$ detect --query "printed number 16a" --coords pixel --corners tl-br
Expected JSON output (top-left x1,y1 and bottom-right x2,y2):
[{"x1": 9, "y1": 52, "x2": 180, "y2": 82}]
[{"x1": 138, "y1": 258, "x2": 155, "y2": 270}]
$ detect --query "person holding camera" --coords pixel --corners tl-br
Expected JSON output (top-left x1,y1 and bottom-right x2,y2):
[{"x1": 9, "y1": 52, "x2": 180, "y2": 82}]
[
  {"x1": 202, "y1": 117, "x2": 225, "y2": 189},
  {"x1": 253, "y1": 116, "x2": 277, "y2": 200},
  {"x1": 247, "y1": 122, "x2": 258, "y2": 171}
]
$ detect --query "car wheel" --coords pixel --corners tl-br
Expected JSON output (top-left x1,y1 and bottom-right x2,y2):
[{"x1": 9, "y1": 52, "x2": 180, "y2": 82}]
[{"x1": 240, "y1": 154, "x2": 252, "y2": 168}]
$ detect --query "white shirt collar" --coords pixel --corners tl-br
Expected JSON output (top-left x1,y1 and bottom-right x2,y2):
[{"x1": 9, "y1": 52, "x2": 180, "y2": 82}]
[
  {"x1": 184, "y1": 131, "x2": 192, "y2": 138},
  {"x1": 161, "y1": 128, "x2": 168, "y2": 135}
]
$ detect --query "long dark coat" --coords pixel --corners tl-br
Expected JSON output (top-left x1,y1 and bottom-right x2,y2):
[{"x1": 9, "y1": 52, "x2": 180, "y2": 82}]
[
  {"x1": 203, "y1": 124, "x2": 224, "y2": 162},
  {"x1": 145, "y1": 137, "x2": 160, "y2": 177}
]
● ● ● ●
### THE PROBLEM:
Retype each of the items above, reproducing every line without alteration.

### FULL RESPONSE:
$ detect --query "printed number 16a" --coords pixel --corners tl-br
Expected JSON output (top-left x1,y1 and bottom-right x2,y2):
[{"x1": 9, "y1": 52, "x2": 180, "y2": 82}]
[{"x1": 138, "y1": 258, "x2": 155, "y2": 270}]
$ detect --query "person holding camera" --coords pixel --corners tl-br
Expected JSON output (top-left x1,y1 and bottom-right x2,y2):
[{"x1": 9, "y1": 52, "x2": 180, "y2": 82}]
[
  {"x1": 202, "y1": 117, "x2": 225, "y2": 189},
  {"x1": 253, "y1": 116, "x2": 277, "y2": 200},
  {"x1": 247, "y1": 122, "x2": 258, "y2": 171}
]
$ detect --query "car wheel" --coords pixel --corners tl-br
Expected JSON output (top-left x1,y1 and bottom-right x2,y2):
[{"x1": 9, "y1": 52, "x2": 180, "y2": 82}]
[{"x1": 240, "y1": 154, "x2": 252, "y2": 168}]
$ detect --query "white shirt collar" --coords pixel --corners tl-br
Expected JSON output (top-left x1,y1 and bottom-right x2,y2):
[{"x1": 9, "y1": 52, "x2": 180, "y2": 82}]
[
  {"x1": 184, "y1": 131, "x2": 192, "y2": 138},
  {"x1": 161, "y1": 128, "x2": 168, "y2": 135}
]
$ detect --query "long dark coat" --coords pixel --corners tl-br
Expected JSON output (top-left x1,y1 and bottom-right x2,y2):
[{"x1": 9, "y1": 52, "x2": 180, "y2": 82}]
[
  {"x1": 203, "y1": 124, "x2": 224, "y2": 162},
  {"x1": 145, "y1": 137, "x2": 160, "y2": 177}
]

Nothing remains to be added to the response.